*How to complete this task*:
Write out every entry below exactly as it appears. Pictures do not belong in the copy.

++++++++++

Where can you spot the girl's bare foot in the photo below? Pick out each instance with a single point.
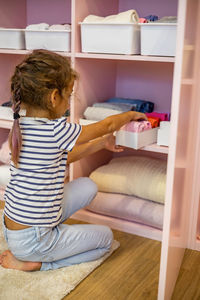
(8, 261)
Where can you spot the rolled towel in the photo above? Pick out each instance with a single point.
(60, 27)
(40, 26)
(99, 113)
(129, 16)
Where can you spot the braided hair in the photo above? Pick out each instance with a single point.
(33, 80)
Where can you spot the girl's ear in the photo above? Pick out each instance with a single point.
(54, 98)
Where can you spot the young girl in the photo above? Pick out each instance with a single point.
(42, 143)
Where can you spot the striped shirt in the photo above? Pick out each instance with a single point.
(35, 191)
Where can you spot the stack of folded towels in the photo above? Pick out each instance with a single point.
(131, 188)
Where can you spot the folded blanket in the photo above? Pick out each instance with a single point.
(99, 113)
(129, 208)
(129, 16)
(137, 126)
(40, 26)
(117, 106)
(144, 177)
(141, 105)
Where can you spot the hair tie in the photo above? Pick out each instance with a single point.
(16, 116)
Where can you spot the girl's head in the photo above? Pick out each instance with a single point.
(42, 82)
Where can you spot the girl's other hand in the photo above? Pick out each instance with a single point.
(110, 144)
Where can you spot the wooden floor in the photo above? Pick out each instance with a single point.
(132, 271)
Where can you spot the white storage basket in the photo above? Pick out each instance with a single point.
(53, 40)
(158, 39)
(110, 38)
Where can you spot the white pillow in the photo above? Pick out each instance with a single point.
(144, 177)
(4, 175)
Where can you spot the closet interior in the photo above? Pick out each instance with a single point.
(169, 82)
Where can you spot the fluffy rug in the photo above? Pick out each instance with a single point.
(47, 285)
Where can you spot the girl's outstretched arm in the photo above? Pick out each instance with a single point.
(108, 125)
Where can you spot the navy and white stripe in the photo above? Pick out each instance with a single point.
(35, 191)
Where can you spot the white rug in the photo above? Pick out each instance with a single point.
(46, 285)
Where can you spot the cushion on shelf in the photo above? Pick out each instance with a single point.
(144, 177)
(4, 175)
(129, 208)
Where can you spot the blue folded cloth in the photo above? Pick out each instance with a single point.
(116, 106)
(139, 105)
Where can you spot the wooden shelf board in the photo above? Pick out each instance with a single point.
(24, 52)
(156, 148)
(126, 57)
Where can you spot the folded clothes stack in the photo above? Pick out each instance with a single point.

++++++++++

*Completed task*:
Where can you spot the girl's bare foot in the photo below? Pick out each instance with a single point.
(8, 261)
Where can you spot the rolled towel in the photo above? Pick out each instance with a single point.
(60, 27)
(40, 26)
(99, 113)
(129, 16)
Where can you spot the braided hair in the photo above? Pick out each instance with a single point.
(33, 80)
Where can you spot the girl's ear in the photo above? Pick out each instance with a single point.
(54, 98)
Where can you spot the young girl in the photo above? Pick out each instance with a single point.
(42, 143)
Where can you spot the striped shirt in the photo above? Pick out each instance with a single point.
(35, 191)
Where can you spot the stack of folded towels in the photo above? Pick out each instance with a single point.
(131, 188)
Where can you spot the folded blanket in the photo above? Pick out each instance with a single point.
(99, 113)
(129, 208)
(129, 16)
(137, 126)
(40, 26)
(117, 106)
(144, 177)
(141, 105)
Where can you spot the hair tie in the photo above? Pick out each instance with a single point.
(16, 116)
Where can you spot the girl's head in the photo above? Pick out each instance with a single point.
(42, 82)
Where can you spot the girl's other hand in the photo above? Pick out each instance with a single point.
(110, 144)
Where can you spot the wooden floor in the photo above? Pick out each instance with a single point.
(132, 271)
Where can you spot the white storage basket in the photo above? Pick out each instance with a single point.
(53, 40)
(158, 39)
(110, 38)
Where can you spot the white pillow in the photo above? Pick out each instance with a single point.
(144, 177)
(4, 175)
Where can you spot the closet interior in the photo above? Pick out each instance with a single point.
(169, 82)
Where can you spot the fluffy rug in the photo above? Pick out each instance with a single point.
(47, 285)
Where can you spot the girl's outstretched arm in the photo above? Pick out each instance with a single point.
(108, 125)
Where can you spot the navy and white stripe in the photo above? Pick out each instance with a single point.
(35, 191)
Where can you spot the white rug in the photo above? Pick out each instance with a single point.
(46, 285)
Where can you spot the cushion on shelf in the photo above? Pick out each instance with a single point.
(144, 177)
(4, 175)
(129, 208)
Where can you spot the blue folded cloth in the photo above? Pick out each instance with a single point.
(116, 106)
(139, 105)
Where can you spot the wooden shelf board in the photo above? Pick out each instance with a single point.
(24, 52)
(156, 148)
(126, 57)
Where can you spot the folded clothes stack in the photo above? Pick out each instance with a single point.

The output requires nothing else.